[Data entries]
— begin —

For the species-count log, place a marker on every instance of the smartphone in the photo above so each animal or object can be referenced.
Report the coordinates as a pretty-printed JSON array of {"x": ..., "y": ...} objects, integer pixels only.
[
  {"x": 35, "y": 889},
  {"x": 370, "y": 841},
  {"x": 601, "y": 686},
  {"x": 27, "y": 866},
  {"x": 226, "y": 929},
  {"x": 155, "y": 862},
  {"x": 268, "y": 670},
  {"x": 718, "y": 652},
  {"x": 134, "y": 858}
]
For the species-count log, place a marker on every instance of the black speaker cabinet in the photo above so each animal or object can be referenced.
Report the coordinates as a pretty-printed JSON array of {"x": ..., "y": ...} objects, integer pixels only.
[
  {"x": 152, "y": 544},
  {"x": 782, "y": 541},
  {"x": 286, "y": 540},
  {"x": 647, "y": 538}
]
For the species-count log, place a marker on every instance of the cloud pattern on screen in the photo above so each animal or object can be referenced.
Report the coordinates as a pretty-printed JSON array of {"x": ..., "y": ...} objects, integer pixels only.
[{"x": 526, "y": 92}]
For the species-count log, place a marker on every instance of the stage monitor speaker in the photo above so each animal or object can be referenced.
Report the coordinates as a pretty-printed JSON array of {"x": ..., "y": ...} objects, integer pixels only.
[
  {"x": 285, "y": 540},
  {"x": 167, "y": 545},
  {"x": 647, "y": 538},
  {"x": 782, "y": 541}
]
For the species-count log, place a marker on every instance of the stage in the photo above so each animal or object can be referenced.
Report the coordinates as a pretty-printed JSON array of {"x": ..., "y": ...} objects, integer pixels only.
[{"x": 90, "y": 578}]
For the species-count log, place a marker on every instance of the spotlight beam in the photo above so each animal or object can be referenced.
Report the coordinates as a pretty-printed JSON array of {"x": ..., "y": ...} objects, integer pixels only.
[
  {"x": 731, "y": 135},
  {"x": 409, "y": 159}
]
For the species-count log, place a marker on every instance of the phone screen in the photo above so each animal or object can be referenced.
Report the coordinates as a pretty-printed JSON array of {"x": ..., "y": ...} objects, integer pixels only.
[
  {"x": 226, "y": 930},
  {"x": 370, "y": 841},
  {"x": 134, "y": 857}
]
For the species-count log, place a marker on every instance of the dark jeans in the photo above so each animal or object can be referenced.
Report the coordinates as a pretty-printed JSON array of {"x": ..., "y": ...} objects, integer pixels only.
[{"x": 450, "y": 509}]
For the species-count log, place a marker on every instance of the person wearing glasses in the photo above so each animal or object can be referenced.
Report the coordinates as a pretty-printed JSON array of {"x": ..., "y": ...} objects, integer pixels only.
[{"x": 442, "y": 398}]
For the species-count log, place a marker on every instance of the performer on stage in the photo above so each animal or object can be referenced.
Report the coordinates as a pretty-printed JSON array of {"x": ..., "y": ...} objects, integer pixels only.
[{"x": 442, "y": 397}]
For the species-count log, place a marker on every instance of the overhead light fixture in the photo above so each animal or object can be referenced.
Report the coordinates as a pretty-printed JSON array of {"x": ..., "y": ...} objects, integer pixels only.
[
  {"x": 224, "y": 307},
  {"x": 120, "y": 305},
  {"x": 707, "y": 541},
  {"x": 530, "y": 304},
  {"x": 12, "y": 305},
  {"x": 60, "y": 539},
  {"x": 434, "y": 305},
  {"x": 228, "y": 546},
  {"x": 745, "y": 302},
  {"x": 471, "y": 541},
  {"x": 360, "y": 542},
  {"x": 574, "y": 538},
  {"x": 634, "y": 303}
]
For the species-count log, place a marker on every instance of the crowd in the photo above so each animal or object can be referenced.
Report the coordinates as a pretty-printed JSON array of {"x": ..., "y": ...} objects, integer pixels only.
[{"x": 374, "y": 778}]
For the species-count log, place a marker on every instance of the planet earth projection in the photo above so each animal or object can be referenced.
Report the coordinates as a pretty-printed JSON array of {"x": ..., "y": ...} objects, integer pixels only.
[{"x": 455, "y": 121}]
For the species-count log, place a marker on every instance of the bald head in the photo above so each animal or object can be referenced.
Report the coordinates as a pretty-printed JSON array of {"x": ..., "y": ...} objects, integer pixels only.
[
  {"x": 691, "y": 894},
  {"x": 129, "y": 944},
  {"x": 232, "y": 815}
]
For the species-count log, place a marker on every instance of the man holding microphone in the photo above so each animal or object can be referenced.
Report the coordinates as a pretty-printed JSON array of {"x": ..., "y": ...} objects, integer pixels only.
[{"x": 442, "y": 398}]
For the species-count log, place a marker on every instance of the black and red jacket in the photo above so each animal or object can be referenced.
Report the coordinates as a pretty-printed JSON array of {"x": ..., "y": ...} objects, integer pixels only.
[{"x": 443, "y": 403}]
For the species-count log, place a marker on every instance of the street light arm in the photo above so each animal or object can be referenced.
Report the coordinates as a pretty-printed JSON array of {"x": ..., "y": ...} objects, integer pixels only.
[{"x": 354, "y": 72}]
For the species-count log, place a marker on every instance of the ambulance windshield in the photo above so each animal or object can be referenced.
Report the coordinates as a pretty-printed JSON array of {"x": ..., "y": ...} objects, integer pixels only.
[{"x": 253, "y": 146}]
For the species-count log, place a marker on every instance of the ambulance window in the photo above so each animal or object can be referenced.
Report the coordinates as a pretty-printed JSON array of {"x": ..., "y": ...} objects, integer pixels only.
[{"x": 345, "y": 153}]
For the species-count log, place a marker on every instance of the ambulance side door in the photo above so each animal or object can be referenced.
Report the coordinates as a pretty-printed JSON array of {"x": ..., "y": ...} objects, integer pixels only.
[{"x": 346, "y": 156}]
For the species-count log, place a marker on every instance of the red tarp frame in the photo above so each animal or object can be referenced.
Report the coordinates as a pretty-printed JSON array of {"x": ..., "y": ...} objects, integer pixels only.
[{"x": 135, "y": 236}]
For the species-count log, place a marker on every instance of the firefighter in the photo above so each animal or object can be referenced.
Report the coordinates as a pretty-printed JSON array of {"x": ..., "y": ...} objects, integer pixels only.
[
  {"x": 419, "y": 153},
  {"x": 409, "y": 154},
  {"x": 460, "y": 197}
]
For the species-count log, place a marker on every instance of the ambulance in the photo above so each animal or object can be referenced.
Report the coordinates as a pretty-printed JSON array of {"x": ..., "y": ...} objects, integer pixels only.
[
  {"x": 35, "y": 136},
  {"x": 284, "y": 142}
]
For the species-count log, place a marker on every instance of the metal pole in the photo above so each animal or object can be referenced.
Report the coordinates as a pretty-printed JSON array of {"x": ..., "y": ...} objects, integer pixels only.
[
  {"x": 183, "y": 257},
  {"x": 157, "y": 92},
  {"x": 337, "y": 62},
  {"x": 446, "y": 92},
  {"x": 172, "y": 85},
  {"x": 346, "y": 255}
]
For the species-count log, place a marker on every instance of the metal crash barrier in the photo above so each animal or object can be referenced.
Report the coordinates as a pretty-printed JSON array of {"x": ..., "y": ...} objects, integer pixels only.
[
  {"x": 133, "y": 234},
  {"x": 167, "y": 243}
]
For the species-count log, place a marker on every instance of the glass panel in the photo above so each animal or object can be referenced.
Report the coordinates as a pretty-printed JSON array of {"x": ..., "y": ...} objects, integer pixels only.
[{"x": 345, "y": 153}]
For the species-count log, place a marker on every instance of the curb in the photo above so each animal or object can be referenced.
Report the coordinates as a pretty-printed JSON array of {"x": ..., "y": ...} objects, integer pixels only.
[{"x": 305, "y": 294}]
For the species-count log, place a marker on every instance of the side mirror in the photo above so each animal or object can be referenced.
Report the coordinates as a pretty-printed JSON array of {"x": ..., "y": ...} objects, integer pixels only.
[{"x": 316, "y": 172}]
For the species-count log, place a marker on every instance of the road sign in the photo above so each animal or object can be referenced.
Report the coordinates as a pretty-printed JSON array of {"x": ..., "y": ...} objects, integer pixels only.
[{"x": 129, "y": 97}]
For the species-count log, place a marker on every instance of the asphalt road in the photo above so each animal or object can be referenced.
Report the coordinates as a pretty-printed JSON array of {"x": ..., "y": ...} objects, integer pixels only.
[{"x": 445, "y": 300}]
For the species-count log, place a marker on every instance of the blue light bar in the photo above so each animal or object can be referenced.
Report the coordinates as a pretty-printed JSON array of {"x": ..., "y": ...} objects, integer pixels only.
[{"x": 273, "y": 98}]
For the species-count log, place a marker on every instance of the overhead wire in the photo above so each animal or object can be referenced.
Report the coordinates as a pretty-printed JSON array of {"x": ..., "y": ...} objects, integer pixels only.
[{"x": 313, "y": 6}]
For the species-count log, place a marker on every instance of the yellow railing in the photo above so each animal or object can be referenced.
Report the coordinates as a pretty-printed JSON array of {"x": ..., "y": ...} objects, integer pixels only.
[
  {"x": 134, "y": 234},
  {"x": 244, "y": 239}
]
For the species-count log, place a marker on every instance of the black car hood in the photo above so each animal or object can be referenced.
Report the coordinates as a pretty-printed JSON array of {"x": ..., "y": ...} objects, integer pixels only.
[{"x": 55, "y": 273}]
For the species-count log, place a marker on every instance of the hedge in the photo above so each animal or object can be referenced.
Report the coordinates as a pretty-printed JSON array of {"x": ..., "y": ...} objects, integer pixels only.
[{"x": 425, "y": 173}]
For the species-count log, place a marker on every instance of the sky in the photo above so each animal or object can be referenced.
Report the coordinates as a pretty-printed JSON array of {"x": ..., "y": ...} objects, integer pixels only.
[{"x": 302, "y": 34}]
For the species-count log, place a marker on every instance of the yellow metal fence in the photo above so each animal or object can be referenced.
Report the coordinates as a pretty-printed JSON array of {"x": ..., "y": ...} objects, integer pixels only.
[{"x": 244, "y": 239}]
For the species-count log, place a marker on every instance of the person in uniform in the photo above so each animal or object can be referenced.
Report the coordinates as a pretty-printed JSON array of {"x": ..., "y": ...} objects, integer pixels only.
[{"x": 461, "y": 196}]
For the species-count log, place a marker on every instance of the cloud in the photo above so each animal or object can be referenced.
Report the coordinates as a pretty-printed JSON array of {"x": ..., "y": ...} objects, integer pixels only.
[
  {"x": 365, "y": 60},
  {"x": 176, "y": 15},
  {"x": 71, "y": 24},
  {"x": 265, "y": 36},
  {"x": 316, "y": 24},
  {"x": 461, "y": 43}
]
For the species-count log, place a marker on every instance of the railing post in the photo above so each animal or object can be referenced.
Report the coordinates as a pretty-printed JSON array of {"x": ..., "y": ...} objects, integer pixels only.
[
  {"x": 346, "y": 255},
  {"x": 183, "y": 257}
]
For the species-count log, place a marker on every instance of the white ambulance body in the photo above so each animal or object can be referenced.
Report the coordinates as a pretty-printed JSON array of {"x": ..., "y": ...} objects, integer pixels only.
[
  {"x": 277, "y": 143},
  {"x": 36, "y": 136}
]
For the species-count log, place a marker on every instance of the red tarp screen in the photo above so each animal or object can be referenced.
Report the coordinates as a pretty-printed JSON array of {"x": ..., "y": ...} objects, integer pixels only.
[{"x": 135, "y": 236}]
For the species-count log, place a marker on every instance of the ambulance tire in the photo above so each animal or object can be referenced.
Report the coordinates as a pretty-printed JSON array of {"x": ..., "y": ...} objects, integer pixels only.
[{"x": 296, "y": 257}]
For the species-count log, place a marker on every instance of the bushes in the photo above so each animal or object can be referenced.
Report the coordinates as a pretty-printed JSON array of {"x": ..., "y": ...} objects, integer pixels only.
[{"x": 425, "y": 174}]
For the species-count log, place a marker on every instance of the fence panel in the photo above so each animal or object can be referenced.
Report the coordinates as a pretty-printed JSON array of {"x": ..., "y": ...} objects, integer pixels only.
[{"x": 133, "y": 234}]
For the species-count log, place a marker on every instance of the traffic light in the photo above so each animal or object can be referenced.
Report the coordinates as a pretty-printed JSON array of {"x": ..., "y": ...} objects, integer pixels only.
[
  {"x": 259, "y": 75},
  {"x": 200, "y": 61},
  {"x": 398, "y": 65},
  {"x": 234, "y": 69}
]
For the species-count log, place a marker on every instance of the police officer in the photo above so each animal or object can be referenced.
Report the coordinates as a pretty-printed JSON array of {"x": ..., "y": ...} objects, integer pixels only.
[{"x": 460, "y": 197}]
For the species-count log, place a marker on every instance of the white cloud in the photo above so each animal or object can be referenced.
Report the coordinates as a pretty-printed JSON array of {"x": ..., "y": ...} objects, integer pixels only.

— end —

Task instructions:
Output the line containing "of the bushes" and all lines after it to the end of the records, exactly as given.

Solution for this exercise:
For the species-count log, place a marker on every instance of the bushes in the photo above so each animal or object can be referenced.
Report the coordinates as a pretty-printed JSON array of {"x": ..., "y": ...} objects, integer pixels only.
[{"x": 425, "y": 174}]
For the species-count log, place a marker on every instance of the fence panel in the photo above so each animal or object can be referenced.
Report the coordinates as a pretty-printed JSON array of {"x": ..., "y": ...} objects, integer pixels only.
[{"x": 133, "y": 234}]
For the species-count log, place a marker on every instance of the traffic light in the photo above so each animal or object can be referenced.
Report the coordinates as a pretty-printed JSON array of {"x": ..., "y": ...} objects, integer pixels only.
[
  {"x": 259, "y": 75},
  {"x": 200, "y": 61},
  {"x": 398, "y": 65},
  {"x": 234, "y": 69}
]
For the species-count log, place a marker on every instance of the police officer in the photo above so each animal or object can be referenced.
Report the coordinates as a pretty-printed JSON array of {"x": ..., "y": ...} objects, integer pixels only.
[{"x": 460, "y": 197}]
For the species-count log, place a marker on every instance of the white cloud in the photo above so each animal or object can be referenced.
Report the coordinates as a pretty-printed JSON array of {"x": ..., "y": ...} objects, integer pixels only.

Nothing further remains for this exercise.